• DIRECTION: Put the stretch of the records from the line containing "TARGET = green grass field" through the end of the records into a numbered list, skipping blank lines. List only those lines.

- - - - -

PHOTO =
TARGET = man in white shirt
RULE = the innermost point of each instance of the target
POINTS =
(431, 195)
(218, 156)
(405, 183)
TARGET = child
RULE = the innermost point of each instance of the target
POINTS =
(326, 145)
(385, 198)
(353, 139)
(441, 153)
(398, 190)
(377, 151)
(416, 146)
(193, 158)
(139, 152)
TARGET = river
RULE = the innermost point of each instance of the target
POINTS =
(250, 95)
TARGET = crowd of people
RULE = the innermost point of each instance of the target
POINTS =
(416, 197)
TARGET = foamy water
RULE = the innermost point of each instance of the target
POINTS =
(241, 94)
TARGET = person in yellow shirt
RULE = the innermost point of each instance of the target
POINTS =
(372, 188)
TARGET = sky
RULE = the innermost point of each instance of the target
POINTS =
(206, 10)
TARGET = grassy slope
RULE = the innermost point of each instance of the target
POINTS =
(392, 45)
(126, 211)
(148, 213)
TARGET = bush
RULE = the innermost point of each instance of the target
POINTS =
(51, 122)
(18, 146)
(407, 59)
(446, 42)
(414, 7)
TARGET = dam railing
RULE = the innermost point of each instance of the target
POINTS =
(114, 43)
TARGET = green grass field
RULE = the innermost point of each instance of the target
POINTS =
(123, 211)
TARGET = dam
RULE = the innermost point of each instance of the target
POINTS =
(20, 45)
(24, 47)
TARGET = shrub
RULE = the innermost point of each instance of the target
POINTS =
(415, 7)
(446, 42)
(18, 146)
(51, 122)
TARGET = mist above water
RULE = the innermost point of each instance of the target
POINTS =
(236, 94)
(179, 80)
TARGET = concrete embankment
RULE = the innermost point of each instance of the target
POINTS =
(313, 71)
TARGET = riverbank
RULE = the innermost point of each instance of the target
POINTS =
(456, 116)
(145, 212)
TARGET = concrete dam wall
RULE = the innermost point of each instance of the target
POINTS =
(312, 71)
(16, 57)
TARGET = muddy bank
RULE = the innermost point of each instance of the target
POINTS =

- - - - -

• EXERCISE RESPONSE:
1. TARGET = green grass field
2. RULE = the innermost point of each instance of the target
3. POINTS =
4. (123, 211)
5. TARGET = dam
6. RULE = the innermost point of each instance of the target
7. POINTS =
8. (20, 45)
9. (24, 47)
10. TARGET = shrub
11. RULE = the innermost point of each instance of the target
12. POINTS =
13. (415, 7)
14. (446, 42)
15. (18, 146)
16. (51, 122)
17. TARGET = mist above water
18. RULE = the innermost point of each instance of the target
19. POINTS =
20. (236, 94)
21. (179, 80)
22. TARGET = concrete embankment
23. RULE = the innermost point of each instance of the target
24. POINTS =
25. (313, 71)
26. TARGET = riverbank
27. RULE = the innermost point of each instance of the target
28. POINTS =
29. (456, 116)
30. (145, 212)
31. TARGET = concrete dam wall
32. RULE = the innermost point of each instance of the target
33. POINTS =
34. (312, 71)
35. (16, 57)
36. TARGET = muddy bank
37. RULE = the innermost point of each instance of the target
38. POINTS =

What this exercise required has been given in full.